## [Materials provided]
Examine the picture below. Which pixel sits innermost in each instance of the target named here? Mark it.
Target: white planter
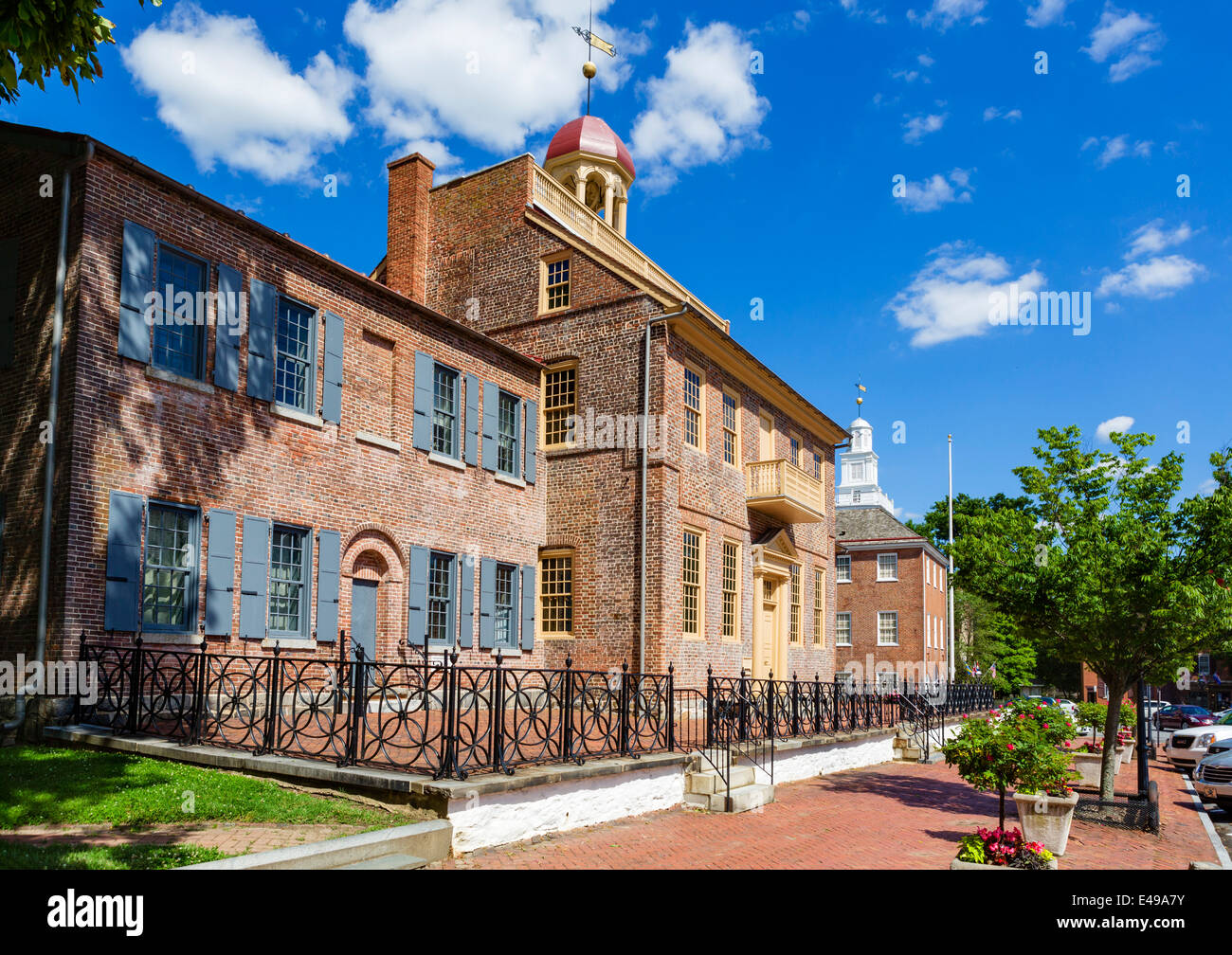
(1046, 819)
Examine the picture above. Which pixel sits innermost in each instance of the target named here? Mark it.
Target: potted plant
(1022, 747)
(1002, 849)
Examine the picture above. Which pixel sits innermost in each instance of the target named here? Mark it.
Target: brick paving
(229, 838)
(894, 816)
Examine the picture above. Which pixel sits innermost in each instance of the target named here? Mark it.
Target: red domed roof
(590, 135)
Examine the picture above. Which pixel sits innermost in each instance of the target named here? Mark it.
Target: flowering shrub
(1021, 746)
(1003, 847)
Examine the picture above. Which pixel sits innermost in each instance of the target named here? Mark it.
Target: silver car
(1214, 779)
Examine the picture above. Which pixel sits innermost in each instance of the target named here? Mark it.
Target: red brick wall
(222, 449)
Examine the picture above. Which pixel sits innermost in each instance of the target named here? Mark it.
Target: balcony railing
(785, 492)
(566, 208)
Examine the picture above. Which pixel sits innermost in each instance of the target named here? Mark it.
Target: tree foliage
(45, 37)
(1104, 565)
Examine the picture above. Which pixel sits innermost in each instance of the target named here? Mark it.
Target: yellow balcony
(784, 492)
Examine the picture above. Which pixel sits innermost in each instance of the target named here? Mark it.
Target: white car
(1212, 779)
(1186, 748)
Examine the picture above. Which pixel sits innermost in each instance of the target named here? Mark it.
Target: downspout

## [Exercise]
The records above should be reproduced exactly, with no pictures included.

## [Solution]
Examine the picture below. Which pixel sits innermost in each instance of the target named here? Mark it.
Target: white planter
(1046, 819)
Examine the picture above. Which pixel sits innermost in each instance of the target named here? Mark it.
Target: potted plant
(1022, 747)
(1002, 849)
Examine the picture above. Which pixel sits innermost in each instance of the target named here? Mark it.
Target: brick paving
(229, 838)
(894, 816)
Examine the picture above. Which pixel sits innermost in each instance of the target named here? Mark it.
Target: red domed roof
(590, 135)
Examine the picture above. Which pixel sits innermost in each instance of the target named here? Mark it.
Target: flowering shrub
(1021, 746)
(1003, 847)
Examine the picture above. Which pixel sits innermost in each instance of the target named here? Mark it.
Target: silver car
(1214, 779)
Examine the picture above. Which pixel sits innermost in each instance of the target named here? Mark it.
Target: red brick wall
(222, 449)
Examine the picture above. Which pixel sits innermost in each instance of the target named here? Mark it.
Target: balcony railing
(785, 492)
(566, 208)
Examine the picture above. Which pixel sits innermost in each instance of the target named here? Mark it.
Target: tree foliage
(45, 37)
(1104, 565)
Examine the picture above. Which pixel sits innermost in each instance of the target named here? Mark it.
Target: yellow balcony
(784, 492)
Examine the picture above. Which pixel sits innermost in each instance of the target named here? Mark it.
Target: white car
(1212, 779)
(1186, 748)
Examine the picture above. Which pixel sits innermost in each instance of the target named here? Mark it.
Target: downspout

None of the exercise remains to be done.